| Given passage |
"""

Lastly, I will briefly touch on headshots and resumes since this is what you will be sending to casting directors long before they even see your beautiful face.
  1. We are currently in the year 2011. That means that things are no longer black and white and your headshot shouldn’t be either. Please run to the nearest headshot photographer and get your photos redone if this is the case.
  2.  When cropping your photo you want to make sure your whole head is in the picture not just your face from the top of your forehead to your chin. You might also want to, ya know, Photoshop all the acne on your face, out of it.
  3. Wow, what a beautiful 30-year-old woman in that picture. Hm, that’s weird, the person standing in that spot in line is at least 50. Sweetheart, it’s time for new headshots.
  4.  Sure, you should staple your resume to the back of your headshot, but please don’t staple a cover letter as well…
  5.  Really, everyone wants to know your height, weight, DOB, weight at birth, height in heels, dress size when you haven’t eaten for a week, the length from your elbow to your wrist…need I go on? Give them your name, phone number, and email! That’s it!

"""

| Data records |
"""

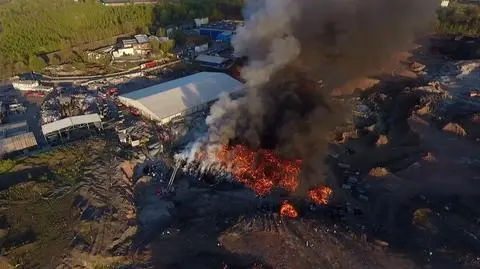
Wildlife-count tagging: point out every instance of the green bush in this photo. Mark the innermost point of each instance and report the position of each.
(7, 165)
(25, 191)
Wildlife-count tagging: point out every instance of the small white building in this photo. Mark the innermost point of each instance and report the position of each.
(141, 38)
(123, 52)
(128, 43)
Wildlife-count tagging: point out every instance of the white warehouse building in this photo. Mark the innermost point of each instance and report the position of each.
(180, 97)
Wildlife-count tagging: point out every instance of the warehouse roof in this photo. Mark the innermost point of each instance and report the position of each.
(10, 129)
(69, 122)
(211, 59)
(172, 97)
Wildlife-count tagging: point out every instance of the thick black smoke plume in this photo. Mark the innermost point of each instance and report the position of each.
(292, 45)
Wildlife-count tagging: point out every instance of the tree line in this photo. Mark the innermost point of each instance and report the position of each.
(29, 28)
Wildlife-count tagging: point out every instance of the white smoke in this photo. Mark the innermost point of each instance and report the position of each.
(289, 45)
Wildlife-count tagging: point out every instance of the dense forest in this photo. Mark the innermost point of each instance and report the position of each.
(459, 19)
(29, 28)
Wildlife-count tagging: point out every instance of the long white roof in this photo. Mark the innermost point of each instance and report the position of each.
(211, 59)
(69, 122)
(172, 97)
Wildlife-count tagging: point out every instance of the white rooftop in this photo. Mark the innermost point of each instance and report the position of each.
(69, 122)
(211, 59)
(141, 38)
(173, 97)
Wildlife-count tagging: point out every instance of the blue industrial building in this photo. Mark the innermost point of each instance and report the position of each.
(216, 34)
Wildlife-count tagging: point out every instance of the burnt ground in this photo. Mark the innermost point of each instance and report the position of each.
(420, 213)
(416, 210)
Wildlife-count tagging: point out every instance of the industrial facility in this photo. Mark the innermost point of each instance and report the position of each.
(180, 97)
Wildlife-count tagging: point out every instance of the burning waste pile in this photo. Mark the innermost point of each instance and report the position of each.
(276, 135)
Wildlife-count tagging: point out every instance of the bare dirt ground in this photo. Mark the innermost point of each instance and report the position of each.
(405, 196)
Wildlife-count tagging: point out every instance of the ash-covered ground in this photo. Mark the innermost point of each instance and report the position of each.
(403, 169)
(404, 172)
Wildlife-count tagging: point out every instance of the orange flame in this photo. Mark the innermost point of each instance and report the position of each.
(288, 210)
(320, 195)
(260, 170)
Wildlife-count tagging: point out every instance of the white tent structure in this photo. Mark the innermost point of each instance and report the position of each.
(166, 101)
(72, 122)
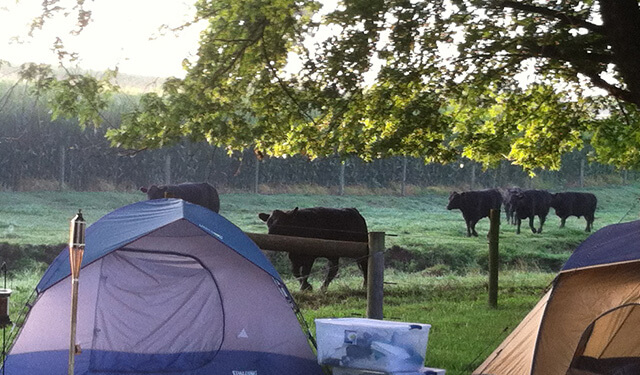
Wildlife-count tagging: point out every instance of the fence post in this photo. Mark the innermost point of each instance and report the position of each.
(375, 276)
(494, 232)
(167, 170)
(62, 166)
(256, 177)
(403, 187)
(341, 177)
(582, 172)
(473, 176)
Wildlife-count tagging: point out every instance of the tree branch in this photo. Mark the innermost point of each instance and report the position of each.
(564, 18)
(613, 90)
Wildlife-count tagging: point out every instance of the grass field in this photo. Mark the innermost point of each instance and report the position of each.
(435, 274)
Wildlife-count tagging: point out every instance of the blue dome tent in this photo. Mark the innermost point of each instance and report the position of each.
(166, 287)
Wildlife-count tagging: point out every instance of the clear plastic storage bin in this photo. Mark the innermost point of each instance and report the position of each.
(353, 371)
(371, 344)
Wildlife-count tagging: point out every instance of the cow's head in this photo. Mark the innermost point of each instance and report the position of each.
(455, 200)
(156, 192)
(278, 217)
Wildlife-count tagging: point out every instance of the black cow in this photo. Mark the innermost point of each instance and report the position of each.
(575, 204)
(201, 194)
(342, 224)
(474, 206)
(507, 201)
(529, 204)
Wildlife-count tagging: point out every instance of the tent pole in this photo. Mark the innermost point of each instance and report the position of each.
(76, 251)
(375, 276)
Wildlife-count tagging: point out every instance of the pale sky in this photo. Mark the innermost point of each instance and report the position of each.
(119, 35)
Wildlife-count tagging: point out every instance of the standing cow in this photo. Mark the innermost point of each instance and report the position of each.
(507, 201)
(575, 204)
(529, 204)
(474, 206)
(201, 194)
(342, 224)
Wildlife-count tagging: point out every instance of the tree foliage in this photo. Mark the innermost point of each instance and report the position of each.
(486, 79)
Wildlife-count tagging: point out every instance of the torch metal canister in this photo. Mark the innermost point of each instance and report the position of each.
(76, 251)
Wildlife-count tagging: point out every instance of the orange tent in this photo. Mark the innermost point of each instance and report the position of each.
(589, 322)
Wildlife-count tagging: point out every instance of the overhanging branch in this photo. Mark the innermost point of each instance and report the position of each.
(564, 18)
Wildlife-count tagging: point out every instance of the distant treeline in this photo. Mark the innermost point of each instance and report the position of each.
(39, 154)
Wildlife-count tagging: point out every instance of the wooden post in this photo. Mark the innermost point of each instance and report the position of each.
(62, 166)
(342, 165)
(473, 176)
(256, 177)
(494, 233)
(403, 187)
(375, 276)
(582, 172)
(167, 170)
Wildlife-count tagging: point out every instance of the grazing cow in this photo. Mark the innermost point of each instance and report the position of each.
(507, 201)
(342, 224)
(474, 206)
(529, 204)
(201, 194)
(575, 204)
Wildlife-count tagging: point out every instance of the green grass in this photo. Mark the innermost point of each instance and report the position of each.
(428, 241)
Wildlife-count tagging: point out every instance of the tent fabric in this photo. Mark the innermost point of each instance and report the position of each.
(176, 299)
(134, 221)
(587, 323)
(612, 244)
(578, 299)
(515, 355)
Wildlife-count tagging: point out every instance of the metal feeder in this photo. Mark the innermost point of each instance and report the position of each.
(4, 307)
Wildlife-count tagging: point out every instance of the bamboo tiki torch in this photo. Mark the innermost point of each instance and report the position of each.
(76, 251)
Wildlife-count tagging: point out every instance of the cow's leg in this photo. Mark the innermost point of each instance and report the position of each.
(296, 268)
(533, 229)
(542, 218)
(473, 228)
(304, 274)
(589, 219)
(363, 264)
(333, 271)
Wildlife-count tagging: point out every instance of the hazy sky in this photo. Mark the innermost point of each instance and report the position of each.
(119, 35)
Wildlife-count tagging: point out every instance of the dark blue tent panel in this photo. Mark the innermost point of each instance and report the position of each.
(612, 244)
(166, 287)
(129, 223)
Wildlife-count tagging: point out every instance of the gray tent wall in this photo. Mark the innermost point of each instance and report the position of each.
(177, 300)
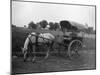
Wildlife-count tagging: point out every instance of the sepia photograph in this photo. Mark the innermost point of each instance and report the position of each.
(52, 37)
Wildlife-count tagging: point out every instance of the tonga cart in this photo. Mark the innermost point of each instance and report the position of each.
(72, 43)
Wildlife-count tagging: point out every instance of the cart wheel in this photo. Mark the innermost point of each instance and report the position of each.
(73, 48)
(41, 53)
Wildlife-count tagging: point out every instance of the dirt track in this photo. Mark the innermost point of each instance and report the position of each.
(56, 63)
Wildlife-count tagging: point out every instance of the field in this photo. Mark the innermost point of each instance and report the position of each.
(54, 62)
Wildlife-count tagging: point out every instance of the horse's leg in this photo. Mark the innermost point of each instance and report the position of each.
(34, 53)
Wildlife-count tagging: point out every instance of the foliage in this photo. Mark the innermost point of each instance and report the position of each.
(32, 25)
(43, 23)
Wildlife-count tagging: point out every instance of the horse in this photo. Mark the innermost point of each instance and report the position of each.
(32, 41)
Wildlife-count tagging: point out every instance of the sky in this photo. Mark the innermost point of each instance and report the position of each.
(25, 12)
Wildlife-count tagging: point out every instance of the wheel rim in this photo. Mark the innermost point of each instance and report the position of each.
(73, 48)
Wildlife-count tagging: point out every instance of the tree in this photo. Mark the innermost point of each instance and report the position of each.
(13, 25)
(51, 25)
(43, 23)
(54, 26)
(32, 25)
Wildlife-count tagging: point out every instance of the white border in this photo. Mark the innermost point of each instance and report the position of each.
(5, 37)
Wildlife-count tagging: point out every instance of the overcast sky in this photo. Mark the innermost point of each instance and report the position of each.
(24, 12)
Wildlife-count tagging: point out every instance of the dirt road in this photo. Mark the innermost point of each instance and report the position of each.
(56, 63)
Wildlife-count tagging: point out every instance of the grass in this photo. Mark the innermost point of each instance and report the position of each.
(19, 35)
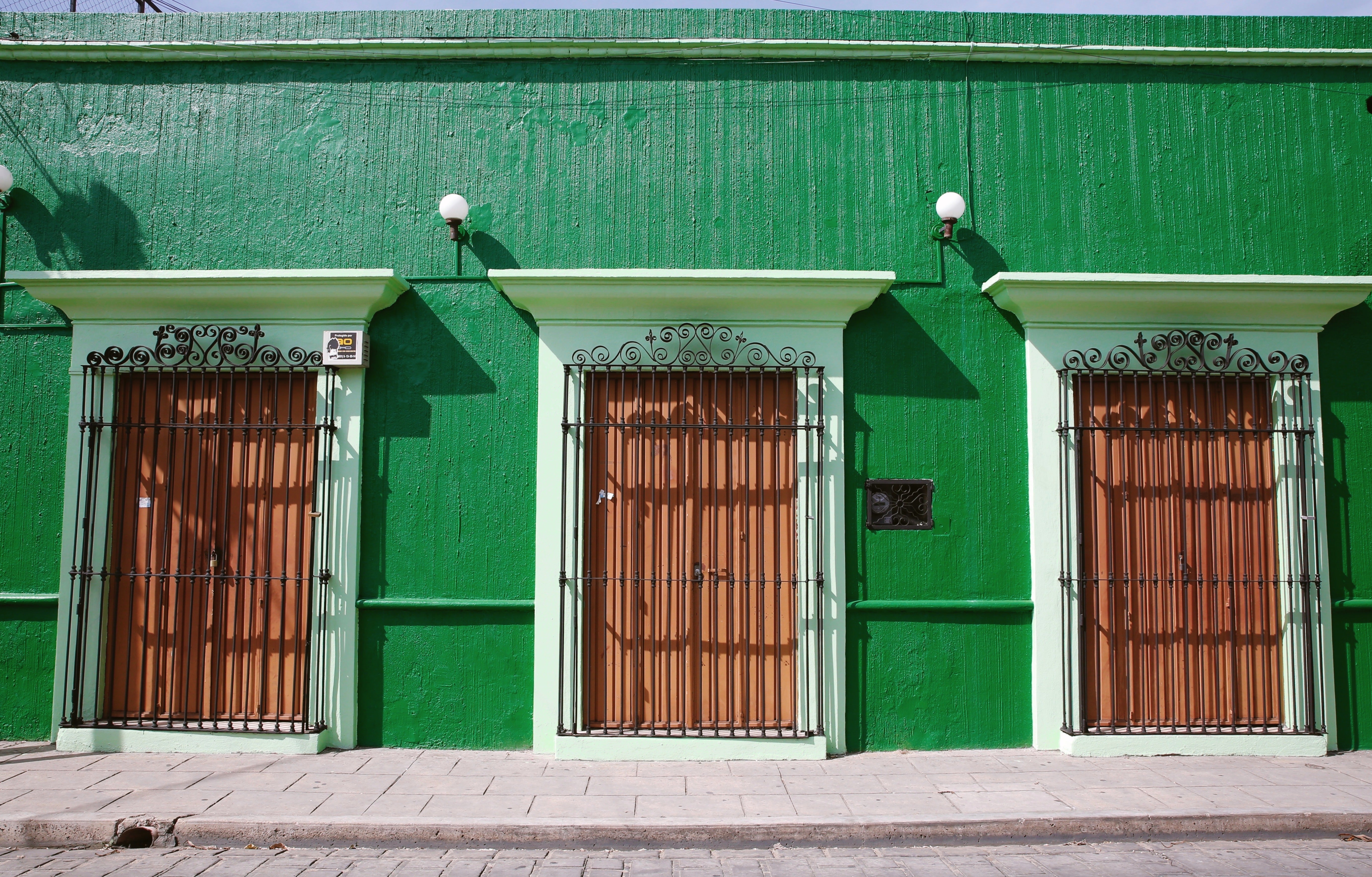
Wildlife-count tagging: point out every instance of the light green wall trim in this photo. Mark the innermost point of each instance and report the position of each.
(124, 740)
(204, 296)
(294, 308)
(1274, 302)
(582, 309)
(28, 599)
(942, 606)
(1063, 312)
(441, 604)
(629, 296)
(1271, 746)
(475, 49)
(691, 750)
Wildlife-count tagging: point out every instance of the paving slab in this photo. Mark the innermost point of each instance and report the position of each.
(501, 798)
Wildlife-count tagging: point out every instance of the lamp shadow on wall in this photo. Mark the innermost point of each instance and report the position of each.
(979, 255)
(901, 359)
(415, 357)
(490, 252)
(97, 231)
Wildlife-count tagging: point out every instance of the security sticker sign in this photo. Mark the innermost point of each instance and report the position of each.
(348, 349)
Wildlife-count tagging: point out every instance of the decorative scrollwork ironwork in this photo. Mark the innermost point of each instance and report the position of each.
(205, 346)
(1186, 352)
(696, 345)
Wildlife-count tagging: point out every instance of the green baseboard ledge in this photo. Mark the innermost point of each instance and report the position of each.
(28, 599)
(447, 606)
(942, 606)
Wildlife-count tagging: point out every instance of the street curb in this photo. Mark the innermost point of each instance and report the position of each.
(65, 830)
(208, 831)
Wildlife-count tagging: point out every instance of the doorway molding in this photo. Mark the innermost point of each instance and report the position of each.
(584, 308)
(1061, 312)
(294, 308)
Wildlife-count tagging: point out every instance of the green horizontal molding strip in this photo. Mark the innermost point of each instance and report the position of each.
(942, 606)
(449, 606)
(667, 47)
(28, 599)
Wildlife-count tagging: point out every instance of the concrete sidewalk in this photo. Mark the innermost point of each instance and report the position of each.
(409, 797)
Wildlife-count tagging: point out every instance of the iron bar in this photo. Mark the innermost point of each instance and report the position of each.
(688, 465)
(206, 497)
(1190, 567)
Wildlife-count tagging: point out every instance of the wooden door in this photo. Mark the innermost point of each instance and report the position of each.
(210, 548)
(691, 552)
(1181, 593)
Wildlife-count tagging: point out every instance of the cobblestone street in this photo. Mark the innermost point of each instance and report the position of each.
(1209, 858)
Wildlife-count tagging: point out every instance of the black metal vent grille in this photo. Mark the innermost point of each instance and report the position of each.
(901, 504)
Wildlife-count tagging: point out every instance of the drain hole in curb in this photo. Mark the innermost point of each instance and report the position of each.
(136, 838)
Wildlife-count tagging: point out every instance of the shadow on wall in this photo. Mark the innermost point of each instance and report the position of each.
(95, 231)
(492, 252)
(415, 356)
(979, 253)
(908, 363)
(1346, 397)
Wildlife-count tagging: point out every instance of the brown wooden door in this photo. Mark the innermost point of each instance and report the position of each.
(210, 548)
(1181, 595)
(691, 552)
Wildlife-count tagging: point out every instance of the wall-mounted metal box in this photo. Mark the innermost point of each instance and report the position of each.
(901, 504)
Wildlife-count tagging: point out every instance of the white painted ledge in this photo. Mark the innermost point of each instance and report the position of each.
(260, 296)
(470, 49)
(1271, 302)
(1270, 746)
(134, 740)
(634, 296)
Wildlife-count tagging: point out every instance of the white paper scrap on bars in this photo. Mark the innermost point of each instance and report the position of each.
(348, 349)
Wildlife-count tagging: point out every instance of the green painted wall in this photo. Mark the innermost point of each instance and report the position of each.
(936, 389)
(1346, 388)
(448, 511)
(34, 407)
(666, 164)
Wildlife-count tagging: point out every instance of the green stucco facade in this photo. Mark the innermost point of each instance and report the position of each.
(660, 162)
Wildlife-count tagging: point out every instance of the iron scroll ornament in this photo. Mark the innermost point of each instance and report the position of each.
(1187, 352)
(696, 345)
(206, 346)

"""

| Written instruction 1 |
According to the tips on headshots and resumes, which three details should you give?
| Written instruction 2 |
Continue the tips on headshots and resumes from their final line.

| Task result 1 |
Your name, phone number, and email.

| Task result 2 |
  6.  To go along with number 5. Including your hair and eye color is just insulting the auditioners. THAT’S WHY THERE IS A HEADSHOT ATTACHED!
Hopefully, this advice was not new to you, but gave you a boost of confidence knowing that professional NY actors have made these mistakes, thus you must be smarter than at least some of them! Just being ready for an audition, already puts you ahead in the game.

P.S Yes, the title is a lyric from Lion King’s “Be Prepared” song. Ten points to gryffindor if you got the reference!